Input Start Marker

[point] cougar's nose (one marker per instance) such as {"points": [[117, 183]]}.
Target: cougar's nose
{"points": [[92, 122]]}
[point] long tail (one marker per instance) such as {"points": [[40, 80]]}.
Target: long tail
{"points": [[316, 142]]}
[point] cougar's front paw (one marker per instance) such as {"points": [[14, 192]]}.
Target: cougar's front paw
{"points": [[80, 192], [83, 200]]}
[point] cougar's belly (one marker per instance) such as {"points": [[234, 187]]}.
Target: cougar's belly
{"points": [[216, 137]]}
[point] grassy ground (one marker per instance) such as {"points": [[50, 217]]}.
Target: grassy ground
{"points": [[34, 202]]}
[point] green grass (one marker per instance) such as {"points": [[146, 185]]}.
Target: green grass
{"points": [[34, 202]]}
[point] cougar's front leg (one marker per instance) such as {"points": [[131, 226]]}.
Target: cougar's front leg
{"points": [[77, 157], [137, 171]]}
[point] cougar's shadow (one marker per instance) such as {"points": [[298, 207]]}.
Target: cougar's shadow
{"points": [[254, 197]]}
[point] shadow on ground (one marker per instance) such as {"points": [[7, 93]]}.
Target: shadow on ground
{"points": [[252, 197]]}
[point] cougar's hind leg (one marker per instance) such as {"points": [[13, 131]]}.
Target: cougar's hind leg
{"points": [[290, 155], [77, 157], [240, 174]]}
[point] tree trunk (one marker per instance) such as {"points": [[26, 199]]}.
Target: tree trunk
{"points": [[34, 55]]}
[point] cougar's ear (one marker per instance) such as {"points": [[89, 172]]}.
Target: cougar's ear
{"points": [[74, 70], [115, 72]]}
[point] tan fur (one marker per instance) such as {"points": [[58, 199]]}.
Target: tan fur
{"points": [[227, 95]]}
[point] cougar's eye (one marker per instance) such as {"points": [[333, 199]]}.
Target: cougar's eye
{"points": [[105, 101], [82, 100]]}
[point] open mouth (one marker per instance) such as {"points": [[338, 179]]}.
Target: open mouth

Input End Marker

Exercise description. Repeat the whole listing, keeping every word exact.

Response.
[point] cougar's nose (one marker per instance) such as {"points": [[117, 183]]}.
Target: cougar's nose
{"points": [[92, 122]]}
[point] long tail (one marker per instance) such as {"points": [[40, 80]]}.
Target: long tail
{"points": [[316, 142]]}
[point] cougar's front paw (one marker per instance) such as {"points": [[14, 192]]}.
Target: cougar's front paw
{"points": [[80, 192], [83, 200]]}
[point] cougar's belly (one marker per instance) such as {"points": [[234, 187]]}.
Target: cougar's belly
{"points": [[216, 137]]}
[point] grassy ground (one marker per instance) such as {"points": [[50, 217]]}.
Target: grassy ground
{"points": [[34, 202]]}
[point] green grass (one marker per instance) such as {"points": [[146, 185]]}.
Target: green grass
{"points": [[34, 202]]}
[point] cougar's front leg (one marker per instance) such as {"points": [[131, 226]]}.
Target: cougar's front leg
{"points": [[77, 157], [137, 171]]}
[point] cougar's shadow (one marker per instance) such as {"points": [[298, 207]]}.
Target: cougar's shadow
{"points": [[254, 197]]}
[point] shadow on ground (one marker per instance) such as {"points": [[7, 93]]}.
Target: shadow on ground
{"points": [[252, 197]]}
[point] cougar's hind leg (one marker per instance) such as {"points": [[13, 131]]}.
Target: cougar's hind leg
{"points": [[290, 155], [77, 157], [240, 174]]}
[point] tree trunk (one marker per instance) such as {"points": [[26, 199]]}.
Target: tree trunk
{"points": [[34, 55]]}
[point] cougar's ear (one marker per instance) such as {"points": [[89, 172]]}.
Target: cougar's ear
{"points": [[74, 70], [115, 72]]}
[point] tan fur (one marker per instance) such as {"points": [[58, 199]]}.
Target: tan fur
{"points": [[227, 95]]}
[point] cougar's eye (one marker per instance) such as {"points": [[333, 199]]}.
Target: cougar's eye
{"points": [[105, 101], [82, 100]]}
[point] open mouth (one marker per instance) such as {"points": [[338, 179]]}.
Target: open mouth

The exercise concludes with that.